--- Start of SOURCE RECORDS ---

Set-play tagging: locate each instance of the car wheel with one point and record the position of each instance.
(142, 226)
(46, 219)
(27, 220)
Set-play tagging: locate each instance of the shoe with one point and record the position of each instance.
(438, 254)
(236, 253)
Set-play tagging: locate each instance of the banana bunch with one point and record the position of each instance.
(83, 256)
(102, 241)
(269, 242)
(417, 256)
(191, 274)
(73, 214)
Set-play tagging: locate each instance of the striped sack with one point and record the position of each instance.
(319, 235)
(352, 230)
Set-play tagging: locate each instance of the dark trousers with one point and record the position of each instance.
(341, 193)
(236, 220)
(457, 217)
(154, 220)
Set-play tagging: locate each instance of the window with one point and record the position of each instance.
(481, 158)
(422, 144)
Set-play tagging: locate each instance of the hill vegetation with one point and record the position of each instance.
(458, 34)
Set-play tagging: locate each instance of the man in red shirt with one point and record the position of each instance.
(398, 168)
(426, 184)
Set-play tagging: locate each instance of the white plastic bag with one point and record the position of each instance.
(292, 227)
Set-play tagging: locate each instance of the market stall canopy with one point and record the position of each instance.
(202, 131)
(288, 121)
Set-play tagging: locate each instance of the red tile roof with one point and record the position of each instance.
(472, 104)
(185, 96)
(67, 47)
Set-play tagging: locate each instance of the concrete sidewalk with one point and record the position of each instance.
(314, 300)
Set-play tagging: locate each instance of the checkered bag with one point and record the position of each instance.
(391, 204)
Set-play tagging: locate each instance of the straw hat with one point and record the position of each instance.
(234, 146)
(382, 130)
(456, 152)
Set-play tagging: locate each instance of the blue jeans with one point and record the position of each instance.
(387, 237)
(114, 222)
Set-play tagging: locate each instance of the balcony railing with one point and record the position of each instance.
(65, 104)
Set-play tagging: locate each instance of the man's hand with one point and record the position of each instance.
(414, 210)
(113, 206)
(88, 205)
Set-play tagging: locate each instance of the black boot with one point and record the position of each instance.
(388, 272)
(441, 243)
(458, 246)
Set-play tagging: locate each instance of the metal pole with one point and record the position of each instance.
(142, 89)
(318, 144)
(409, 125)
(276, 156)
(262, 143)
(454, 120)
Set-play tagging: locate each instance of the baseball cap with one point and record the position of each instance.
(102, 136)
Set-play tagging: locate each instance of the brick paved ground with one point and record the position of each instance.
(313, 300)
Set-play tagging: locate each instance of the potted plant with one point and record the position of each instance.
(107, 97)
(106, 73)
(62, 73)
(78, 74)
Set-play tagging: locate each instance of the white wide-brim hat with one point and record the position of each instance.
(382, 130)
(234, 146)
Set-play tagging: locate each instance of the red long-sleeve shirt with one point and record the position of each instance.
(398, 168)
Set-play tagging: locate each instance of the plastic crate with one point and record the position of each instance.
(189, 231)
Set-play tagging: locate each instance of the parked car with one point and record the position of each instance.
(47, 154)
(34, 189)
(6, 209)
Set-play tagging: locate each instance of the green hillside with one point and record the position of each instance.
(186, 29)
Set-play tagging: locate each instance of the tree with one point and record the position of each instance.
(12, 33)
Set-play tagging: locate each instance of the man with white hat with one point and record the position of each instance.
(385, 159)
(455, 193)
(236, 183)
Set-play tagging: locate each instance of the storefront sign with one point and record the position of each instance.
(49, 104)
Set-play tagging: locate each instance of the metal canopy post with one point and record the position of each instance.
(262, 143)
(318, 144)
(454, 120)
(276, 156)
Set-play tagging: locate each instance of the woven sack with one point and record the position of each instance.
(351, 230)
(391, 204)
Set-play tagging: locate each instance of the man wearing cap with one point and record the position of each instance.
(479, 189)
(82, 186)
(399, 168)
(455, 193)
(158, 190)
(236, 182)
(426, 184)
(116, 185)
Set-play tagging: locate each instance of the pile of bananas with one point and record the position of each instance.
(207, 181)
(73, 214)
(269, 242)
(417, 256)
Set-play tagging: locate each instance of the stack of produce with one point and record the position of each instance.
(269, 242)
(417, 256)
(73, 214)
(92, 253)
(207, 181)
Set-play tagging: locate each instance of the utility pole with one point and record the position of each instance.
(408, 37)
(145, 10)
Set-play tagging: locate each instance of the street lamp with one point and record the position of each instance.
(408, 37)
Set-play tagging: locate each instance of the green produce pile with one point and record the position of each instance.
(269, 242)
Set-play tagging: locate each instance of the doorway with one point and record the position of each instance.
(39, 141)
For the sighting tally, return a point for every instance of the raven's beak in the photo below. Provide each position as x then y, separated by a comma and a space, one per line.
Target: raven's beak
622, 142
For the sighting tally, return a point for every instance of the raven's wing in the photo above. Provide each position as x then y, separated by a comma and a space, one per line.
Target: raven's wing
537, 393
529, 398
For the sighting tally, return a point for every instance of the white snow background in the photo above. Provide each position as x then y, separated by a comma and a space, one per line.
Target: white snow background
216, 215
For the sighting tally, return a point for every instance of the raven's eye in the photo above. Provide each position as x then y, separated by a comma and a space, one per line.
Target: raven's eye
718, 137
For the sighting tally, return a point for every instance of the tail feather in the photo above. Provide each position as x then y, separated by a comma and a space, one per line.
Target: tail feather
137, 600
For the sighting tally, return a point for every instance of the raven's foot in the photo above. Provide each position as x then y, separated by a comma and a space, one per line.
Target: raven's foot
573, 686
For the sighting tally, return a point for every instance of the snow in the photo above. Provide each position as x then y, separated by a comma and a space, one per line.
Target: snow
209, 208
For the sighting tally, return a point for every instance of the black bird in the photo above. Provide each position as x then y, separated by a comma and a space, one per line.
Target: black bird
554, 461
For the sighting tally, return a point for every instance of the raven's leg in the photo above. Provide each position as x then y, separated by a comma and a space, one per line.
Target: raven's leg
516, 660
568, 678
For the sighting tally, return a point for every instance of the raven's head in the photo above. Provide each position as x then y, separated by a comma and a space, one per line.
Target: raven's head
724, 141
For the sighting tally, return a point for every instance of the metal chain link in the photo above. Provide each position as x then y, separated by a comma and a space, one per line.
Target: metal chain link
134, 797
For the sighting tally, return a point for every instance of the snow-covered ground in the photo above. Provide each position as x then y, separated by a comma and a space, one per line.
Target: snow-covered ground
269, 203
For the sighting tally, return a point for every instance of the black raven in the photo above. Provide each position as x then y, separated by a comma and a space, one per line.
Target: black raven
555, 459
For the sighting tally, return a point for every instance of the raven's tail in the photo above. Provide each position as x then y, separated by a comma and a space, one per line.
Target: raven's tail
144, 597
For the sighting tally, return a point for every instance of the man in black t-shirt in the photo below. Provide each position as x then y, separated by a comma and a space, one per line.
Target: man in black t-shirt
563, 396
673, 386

--- End of SOURCE RECORDS ---
--- Start of SOURCE RECORDS ---

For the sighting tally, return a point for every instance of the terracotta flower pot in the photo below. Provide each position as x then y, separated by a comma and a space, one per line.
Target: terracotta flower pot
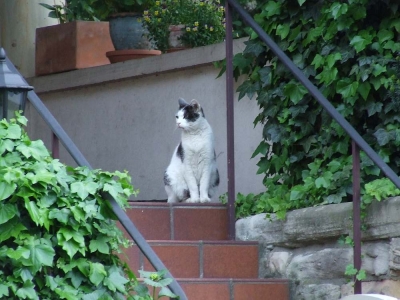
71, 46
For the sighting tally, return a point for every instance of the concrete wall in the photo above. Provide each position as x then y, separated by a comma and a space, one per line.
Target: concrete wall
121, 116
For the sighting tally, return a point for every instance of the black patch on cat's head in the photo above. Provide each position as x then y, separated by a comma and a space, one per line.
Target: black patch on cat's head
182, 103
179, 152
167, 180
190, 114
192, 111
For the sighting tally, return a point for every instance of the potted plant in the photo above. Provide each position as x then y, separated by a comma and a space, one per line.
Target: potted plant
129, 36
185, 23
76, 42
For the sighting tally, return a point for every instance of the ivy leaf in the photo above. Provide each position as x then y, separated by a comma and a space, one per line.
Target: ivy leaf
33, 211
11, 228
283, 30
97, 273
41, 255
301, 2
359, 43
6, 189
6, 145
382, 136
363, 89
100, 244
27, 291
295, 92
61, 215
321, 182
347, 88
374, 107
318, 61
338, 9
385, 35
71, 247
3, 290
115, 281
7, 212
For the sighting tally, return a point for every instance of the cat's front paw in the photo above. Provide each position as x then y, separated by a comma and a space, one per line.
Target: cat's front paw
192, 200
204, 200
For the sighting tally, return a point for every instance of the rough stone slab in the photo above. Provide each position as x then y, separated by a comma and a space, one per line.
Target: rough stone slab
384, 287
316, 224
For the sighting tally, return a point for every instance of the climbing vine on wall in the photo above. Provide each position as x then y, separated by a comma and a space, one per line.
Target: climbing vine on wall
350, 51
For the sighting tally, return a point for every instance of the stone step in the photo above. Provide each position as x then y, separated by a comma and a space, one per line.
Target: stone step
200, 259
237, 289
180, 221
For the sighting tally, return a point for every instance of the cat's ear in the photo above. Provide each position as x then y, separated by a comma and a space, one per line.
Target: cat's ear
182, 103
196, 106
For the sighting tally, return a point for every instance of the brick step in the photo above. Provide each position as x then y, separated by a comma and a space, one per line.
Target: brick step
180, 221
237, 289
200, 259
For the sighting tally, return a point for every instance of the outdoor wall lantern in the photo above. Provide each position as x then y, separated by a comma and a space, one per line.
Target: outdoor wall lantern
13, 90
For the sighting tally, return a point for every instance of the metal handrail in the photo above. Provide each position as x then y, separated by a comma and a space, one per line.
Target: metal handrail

--- End of SOURCE RECORDS ---
--- Start of SOURCE RECORDS ---

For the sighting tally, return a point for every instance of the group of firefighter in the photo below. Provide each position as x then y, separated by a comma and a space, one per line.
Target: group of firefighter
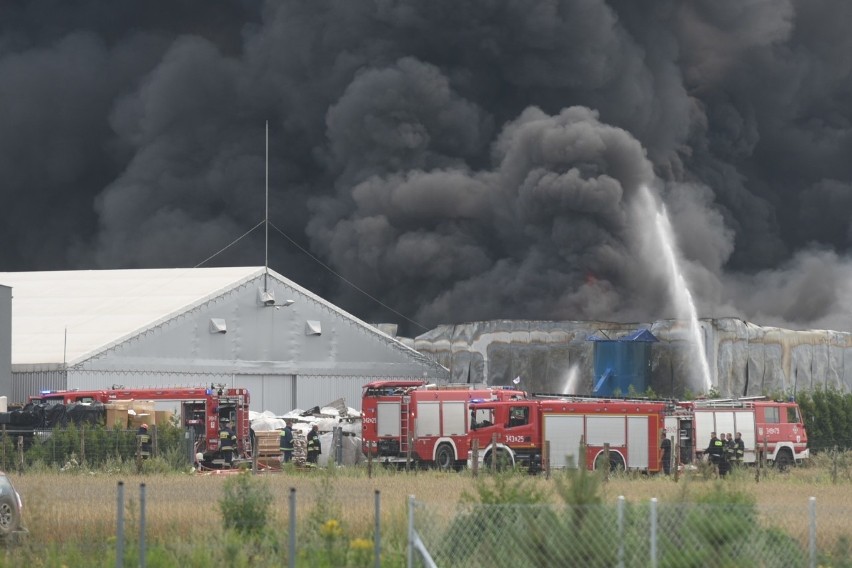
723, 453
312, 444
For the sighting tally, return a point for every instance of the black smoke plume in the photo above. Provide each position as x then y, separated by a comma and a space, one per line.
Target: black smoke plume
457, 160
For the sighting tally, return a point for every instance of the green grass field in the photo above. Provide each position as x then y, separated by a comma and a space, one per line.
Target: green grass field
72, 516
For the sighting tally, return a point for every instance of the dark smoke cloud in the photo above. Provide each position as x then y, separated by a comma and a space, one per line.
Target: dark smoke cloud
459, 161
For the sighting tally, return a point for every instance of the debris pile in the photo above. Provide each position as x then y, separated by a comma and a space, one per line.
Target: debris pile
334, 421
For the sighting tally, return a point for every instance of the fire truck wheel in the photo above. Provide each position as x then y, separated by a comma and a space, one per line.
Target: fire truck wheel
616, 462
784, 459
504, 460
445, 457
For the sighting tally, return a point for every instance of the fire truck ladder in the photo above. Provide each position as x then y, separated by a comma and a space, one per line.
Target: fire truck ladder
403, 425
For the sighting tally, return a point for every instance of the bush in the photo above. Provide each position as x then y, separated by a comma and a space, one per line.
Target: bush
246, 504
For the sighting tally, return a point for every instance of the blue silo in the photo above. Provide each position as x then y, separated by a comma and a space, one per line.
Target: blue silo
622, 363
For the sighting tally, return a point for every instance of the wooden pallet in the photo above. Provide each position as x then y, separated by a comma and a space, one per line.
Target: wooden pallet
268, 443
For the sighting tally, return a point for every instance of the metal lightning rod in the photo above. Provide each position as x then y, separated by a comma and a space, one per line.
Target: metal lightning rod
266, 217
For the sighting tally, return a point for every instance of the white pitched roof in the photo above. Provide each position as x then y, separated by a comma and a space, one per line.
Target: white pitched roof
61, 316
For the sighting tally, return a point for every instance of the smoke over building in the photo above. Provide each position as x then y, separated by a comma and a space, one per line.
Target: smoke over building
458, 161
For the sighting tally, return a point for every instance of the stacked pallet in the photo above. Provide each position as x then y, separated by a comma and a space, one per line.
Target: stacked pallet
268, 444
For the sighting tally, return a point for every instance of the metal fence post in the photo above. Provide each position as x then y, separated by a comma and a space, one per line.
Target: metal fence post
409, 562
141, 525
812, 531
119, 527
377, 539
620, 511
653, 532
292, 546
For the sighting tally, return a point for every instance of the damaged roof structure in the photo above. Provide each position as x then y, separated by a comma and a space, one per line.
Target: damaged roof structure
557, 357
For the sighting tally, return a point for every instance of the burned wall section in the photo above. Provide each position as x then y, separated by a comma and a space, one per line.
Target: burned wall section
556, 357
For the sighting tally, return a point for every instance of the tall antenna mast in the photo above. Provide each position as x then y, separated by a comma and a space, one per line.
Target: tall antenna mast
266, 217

--- End of SOURCE RECORDS ---

## WORK REQUIRED
Pull out every line of the items above that contains the word "field", copying each one in full.

## FULL RESPONSE
For the sighting tally, return a point for every instance of the green grass field in the photo above. Provide each position as x then y, separated by a comma and a space, one per line.
Target: green grass field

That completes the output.